━━━━━ SELECTED PASSAGE

Friday, September 10, 2010

It's A Dangerous World

Do you ever have one of those days when you feel like everyone is trying to kill you on the road? You’re minding your own business on your way to work when the jackass in front of you realizes he’s about to miss his turn and slams on his brakes, causing you to narrowly avoid ending up in his trunk. Then just when you think you’re clear, the woman coming from the other direction is crossing into your lane while attempting to apply her new volumizing mascara. She mercifully takes a break to flutter her eyelashes, glances at the road as an afterthought and swerves back into her lane at the last possible minute. Your heart finally stops racing and you’re comfortable enough to really step on the gas, when a granny-mobile pulls out right in front of you at approximately 7 miles per hour, causing your brakes to hiss in revolt. When you finally get to work having narrowly avoided disaster, you feel like you’ve already starred in the latest Hollywood action flick.

Well, that’s how I feel every day post-transplant, except it’s germs trying to kill me instead of bad drivers. I recently went to have a bone density scan and was expected to wait my turn in a roughly 4 by 4 foot room with seven other people already inside. There might as well have been 100 knife-wielding boa constrictors in there. Another day, my mom and I went to dinner at a place where a salad bar comes with your entrée. I have happily eaten from said salad bar multiple times, but now that’s about as appealing as a buffet of eel eyeballs and poisoned darts. Then there are the elevators at the hospital. When I’m stuffed in there with several other people, I feel like I should be wearing a full biohazard suit and gas mask to protect myself from their coughing and sneezing.

━━━━━━━━━━

◆ **TASK BRIEF**: In the post "It's A Dangerous World," why does the writer feel the need for a full biohazard suit and gas mask in the hospital elevators? Answer in one to three sentences. The rows after this post have nothing to do with it.

━━━━━ MATERIAL SHOWN

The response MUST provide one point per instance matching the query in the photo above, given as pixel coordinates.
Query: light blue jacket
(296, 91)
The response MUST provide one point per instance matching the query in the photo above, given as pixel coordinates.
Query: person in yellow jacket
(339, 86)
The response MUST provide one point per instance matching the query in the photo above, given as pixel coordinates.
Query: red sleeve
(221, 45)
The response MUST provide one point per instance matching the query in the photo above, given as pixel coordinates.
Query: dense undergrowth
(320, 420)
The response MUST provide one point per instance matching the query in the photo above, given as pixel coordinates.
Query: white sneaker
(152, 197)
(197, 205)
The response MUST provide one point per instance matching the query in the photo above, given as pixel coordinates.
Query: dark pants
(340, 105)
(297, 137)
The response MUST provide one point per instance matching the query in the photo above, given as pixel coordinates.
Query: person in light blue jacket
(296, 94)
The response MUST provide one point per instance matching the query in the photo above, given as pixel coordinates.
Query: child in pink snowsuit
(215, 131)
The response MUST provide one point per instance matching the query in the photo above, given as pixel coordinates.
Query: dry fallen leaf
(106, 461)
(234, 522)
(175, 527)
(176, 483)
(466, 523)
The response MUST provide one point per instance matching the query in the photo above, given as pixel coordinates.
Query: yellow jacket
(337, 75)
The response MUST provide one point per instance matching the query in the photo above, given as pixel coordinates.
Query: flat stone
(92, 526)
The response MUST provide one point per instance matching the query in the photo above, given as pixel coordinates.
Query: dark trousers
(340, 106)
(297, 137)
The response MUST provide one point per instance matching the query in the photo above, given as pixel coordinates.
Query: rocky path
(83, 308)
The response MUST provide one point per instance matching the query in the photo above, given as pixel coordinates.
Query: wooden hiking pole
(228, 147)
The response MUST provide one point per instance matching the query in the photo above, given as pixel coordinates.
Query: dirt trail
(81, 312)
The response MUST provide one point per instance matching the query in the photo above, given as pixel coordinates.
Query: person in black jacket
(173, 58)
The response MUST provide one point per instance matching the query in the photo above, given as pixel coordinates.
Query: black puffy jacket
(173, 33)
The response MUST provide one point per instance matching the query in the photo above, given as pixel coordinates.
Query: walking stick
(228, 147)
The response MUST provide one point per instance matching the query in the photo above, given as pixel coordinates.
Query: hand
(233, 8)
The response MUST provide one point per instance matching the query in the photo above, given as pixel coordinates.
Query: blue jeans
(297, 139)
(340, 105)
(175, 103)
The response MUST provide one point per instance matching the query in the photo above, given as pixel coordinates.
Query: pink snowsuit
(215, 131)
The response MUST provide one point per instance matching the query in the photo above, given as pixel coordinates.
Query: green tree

━━━━━━━━━━

◆ **REPLY TO THE TASK**: The writer is stuffed into the elevators with several other people. The suit and mask would give protection from their coughing and sneezing, since after the transplant germs feel like a constant threat.